**Objective A**
Sum up the interview about the Russian sanctions bill in two sentences.
**Objective B**
Carry on the interview about the Russian sanctions bill from its last line.

The White House now says that President Trump will sign the U.S. Russian sanctions bill. That legislation has raised some eyebrows in Europe. What's raising them? Well, it involves a pipeline, lawmakers and the smell of vengeance all mixed together. To explain what affects the Russian sanctions could have on Europe, Rem Korteweg joins us from the Clingendael Institute, a Dutch-based academy for international affairs. Welcome.

REM KORTEWEG: Thank you very much.

GONYEA: So let's just start in general. How is the European Union reacting to this sanctions bill?

KORTEWEG: So the European Union is reacting with a sense of nervousness and uncertainty about the sanctions bill and not because it doesn't agree with the fact that the thumbscrews should be put on Russia or on Iran or North Korea for that matter. But there is one particular issue that the Europeans are concerned about, and that is the clause in the bill that suggests that there might be U.S. sanctions on energy projects, namely those energy projects with Russia.

GONYEA: And that is a relationship that Europe has with Russia that the U.S. does not have - energy.

KORTEWEG: Exactly. So the United States imports exactly zero percent of its gas from Russia. And Europe, on the other hand, gets approximately one-third of its gas from Russia. And so in this new pipeline project called Nord Stream 2, there are a number of very large Western European energy companies involved. And so from the European Commission's point of view, any possible sanctions that would hurt the Nord Stream 2 project would also harm several European companies.

GONYEA: Before we get too far, I think I should have you explain, what is Nord Stream 2?

KORTEWEG: Right. So Nord Stream 2 is arguably the most controversial Russian pipeline project in Europe of the past decade. It's controversial because it would create a diversionary pipeline that runs directly from Russia to Germany across the Baltic Sea floor and would allow the Russians to cut off gas transits through Ukraine.

GONYEA: So it's already controversial. Now, we have the overlay of these sanctions. Is it a matter of some in Europe feeling like they could become collateral damage in what is really a dispute between the U.S. and Russia here?

(Pointing dataset entries)
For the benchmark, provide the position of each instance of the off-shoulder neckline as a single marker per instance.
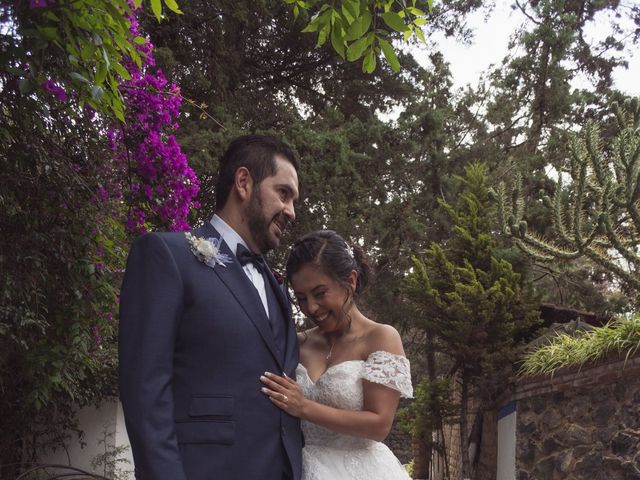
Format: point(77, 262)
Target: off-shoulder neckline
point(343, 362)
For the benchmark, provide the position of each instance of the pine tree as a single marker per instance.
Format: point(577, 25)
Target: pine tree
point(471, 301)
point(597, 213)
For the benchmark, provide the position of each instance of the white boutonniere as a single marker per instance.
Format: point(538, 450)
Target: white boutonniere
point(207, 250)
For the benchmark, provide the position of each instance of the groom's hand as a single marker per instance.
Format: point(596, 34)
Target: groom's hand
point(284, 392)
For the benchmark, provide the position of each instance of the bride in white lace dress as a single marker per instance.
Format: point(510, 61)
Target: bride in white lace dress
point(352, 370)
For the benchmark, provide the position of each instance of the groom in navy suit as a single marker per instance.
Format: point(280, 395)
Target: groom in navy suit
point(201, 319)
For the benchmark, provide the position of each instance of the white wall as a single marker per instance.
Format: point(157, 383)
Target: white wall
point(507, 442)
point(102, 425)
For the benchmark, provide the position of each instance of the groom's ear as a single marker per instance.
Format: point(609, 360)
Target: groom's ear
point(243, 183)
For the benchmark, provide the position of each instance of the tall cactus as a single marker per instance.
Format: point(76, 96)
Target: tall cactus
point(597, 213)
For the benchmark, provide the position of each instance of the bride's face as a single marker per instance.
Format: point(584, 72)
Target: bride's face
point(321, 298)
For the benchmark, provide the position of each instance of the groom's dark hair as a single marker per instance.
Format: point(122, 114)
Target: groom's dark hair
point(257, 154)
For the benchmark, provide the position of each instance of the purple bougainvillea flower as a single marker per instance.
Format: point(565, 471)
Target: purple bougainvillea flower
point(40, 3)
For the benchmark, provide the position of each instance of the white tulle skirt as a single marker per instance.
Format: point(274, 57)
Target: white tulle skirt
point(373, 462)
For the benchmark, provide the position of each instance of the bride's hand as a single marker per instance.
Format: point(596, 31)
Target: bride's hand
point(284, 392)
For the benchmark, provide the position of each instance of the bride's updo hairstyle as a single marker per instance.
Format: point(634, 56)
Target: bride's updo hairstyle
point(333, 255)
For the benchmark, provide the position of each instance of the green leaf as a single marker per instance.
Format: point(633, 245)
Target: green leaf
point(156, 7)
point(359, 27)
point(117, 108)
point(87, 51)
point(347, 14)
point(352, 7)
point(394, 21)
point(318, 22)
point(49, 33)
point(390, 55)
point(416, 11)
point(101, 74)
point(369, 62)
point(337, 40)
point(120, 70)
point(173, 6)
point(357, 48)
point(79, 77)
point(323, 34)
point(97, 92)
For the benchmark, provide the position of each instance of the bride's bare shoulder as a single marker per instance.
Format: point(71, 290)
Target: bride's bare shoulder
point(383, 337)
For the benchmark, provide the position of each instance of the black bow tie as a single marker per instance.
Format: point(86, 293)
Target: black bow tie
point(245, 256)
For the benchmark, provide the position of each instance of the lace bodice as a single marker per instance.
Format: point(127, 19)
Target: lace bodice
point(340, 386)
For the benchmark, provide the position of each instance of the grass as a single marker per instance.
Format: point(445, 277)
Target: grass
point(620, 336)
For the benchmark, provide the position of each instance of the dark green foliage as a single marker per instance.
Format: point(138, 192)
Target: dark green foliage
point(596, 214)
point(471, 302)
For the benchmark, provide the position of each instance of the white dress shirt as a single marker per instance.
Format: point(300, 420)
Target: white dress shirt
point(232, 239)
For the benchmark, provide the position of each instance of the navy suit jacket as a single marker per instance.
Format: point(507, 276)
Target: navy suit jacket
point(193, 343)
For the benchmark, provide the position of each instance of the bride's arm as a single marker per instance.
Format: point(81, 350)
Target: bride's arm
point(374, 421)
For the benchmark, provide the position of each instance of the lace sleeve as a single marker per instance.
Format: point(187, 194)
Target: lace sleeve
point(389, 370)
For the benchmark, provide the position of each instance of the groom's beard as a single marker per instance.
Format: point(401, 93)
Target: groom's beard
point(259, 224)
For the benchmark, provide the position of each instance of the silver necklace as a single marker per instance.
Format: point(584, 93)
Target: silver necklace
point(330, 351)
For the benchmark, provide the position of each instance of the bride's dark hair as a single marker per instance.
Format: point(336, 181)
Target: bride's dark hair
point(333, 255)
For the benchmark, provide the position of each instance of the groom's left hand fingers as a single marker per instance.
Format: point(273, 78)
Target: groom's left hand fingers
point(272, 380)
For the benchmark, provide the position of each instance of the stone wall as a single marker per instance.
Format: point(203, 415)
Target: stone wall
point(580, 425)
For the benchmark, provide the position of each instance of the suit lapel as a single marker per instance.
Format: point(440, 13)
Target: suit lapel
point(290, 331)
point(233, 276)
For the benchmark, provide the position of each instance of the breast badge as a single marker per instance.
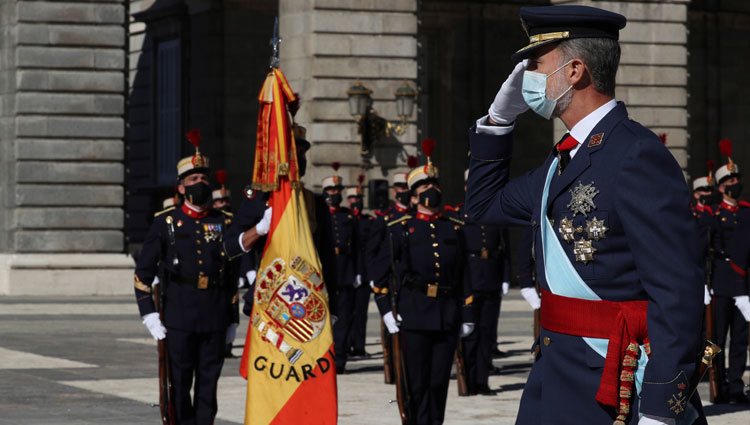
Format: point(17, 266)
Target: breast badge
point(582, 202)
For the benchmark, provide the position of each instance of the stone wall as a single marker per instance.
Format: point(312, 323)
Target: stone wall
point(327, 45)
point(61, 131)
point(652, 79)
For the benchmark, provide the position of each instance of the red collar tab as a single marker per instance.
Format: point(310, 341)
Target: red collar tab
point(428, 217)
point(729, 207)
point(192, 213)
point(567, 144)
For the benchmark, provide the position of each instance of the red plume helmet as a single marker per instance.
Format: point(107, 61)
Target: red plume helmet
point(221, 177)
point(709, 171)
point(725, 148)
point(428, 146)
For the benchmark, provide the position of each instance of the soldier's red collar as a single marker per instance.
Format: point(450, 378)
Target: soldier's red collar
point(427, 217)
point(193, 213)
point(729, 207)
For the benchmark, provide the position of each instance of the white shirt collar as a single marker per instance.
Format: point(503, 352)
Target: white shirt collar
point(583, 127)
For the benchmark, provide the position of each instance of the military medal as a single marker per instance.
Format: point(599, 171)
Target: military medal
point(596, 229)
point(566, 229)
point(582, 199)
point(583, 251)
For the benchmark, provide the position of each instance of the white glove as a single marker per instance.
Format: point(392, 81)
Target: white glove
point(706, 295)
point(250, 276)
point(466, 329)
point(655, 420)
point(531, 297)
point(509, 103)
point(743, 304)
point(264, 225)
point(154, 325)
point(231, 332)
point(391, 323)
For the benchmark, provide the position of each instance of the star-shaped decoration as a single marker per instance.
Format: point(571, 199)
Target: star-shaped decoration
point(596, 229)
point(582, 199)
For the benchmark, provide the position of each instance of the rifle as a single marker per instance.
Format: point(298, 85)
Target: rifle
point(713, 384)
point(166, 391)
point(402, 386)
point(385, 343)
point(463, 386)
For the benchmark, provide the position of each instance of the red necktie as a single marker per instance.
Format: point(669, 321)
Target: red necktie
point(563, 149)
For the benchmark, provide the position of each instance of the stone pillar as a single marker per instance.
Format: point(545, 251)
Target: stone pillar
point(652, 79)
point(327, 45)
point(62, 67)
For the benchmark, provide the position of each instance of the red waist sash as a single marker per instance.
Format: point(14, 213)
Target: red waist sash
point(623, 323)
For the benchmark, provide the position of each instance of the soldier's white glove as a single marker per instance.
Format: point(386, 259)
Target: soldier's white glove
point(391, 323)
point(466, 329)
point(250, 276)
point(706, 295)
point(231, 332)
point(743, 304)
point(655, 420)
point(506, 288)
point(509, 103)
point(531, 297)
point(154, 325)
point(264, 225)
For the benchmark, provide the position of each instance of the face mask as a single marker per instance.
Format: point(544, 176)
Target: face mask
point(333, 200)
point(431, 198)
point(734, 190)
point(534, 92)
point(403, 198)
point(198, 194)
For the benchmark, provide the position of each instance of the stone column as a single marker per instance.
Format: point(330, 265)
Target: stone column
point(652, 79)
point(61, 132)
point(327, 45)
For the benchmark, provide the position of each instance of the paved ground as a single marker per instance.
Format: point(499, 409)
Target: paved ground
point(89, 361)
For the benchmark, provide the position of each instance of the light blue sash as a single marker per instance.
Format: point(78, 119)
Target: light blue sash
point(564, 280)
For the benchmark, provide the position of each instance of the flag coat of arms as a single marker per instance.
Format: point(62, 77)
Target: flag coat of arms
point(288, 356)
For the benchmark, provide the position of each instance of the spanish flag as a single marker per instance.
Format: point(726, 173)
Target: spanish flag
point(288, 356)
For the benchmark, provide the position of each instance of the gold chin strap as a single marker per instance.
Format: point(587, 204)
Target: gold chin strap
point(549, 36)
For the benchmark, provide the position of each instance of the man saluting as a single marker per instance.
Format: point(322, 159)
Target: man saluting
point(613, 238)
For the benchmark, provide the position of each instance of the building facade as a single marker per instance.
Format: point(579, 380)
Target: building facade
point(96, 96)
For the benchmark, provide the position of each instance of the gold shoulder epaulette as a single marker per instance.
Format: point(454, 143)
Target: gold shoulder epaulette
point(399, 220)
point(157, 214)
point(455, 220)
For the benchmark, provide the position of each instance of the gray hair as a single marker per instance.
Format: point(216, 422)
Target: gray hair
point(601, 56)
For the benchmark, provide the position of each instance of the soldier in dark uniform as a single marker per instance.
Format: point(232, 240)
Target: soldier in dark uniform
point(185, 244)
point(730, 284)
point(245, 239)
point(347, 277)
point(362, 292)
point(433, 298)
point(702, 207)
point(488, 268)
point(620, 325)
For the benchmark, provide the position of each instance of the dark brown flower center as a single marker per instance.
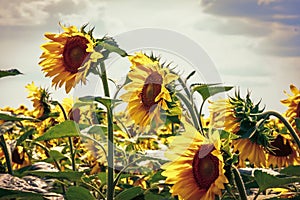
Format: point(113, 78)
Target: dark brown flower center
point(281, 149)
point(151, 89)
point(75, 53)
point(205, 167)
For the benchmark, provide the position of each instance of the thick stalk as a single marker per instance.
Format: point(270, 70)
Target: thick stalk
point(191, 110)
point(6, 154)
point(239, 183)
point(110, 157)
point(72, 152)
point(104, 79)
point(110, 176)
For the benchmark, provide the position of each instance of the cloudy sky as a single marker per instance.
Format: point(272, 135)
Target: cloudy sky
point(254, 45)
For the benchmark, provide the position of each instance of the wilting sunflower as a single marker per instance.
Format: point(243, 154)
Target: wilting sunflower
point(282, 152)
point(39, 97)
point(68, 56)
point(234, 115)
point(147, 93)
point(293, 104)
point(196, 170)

**Output A**
The European Union is reacting to the U.S. Russian sanctions bill with nervousness and uncertainty, mainly because of a clause suggesting possible U.S. sanctions on energy projects with Russia. Europe gets about one-third of its gas from Russia, and several large Western European energy companies are involved in Nord Stream 2, a controversial pipeline that would run from Russia to Germany across the Baltic Sea floor, so such sanctions could harm European companies.

**Output B**
KORTEWEG: I think that's the correct way to describe this. And up until now, the United States and Europe have worked really a hand-in-glove together on putting pressure on Russia. And now, as a response to the Russian hacking in the presidential elections and some of the cyber concerns and what have you, the United States is absolutely right to take its own approach to Russia and to increase sanctions. But the Europeans are concerned that they're going to be caught in the middle if we go down the road of slapping sanctions in an uncoordinated way on some of these energy projects.

GONYEA: Russia has already responded in retaliation, ordering U.S. Embassy staff in Russia cut, also banning the use of certain property. What do the Europeans make of that?

KORTEWEG: I haven't seen a response by the Europeans on this so far. I do think that we haven't passed that point of no return, where things will really go down the road of more transatlantic friction. But I do think that as soon as this bill is signed that some signaling has to be done, both in Europe, as well as in the United States that the United States is not going to take unilateral action or not confer with the European Commission if it decides to take any steps against a pipeline project like Nord Stream 2.

GONYEA: Rem Korteweg is the head of the Europe in the World program at the Clingendael Institute. Thank you.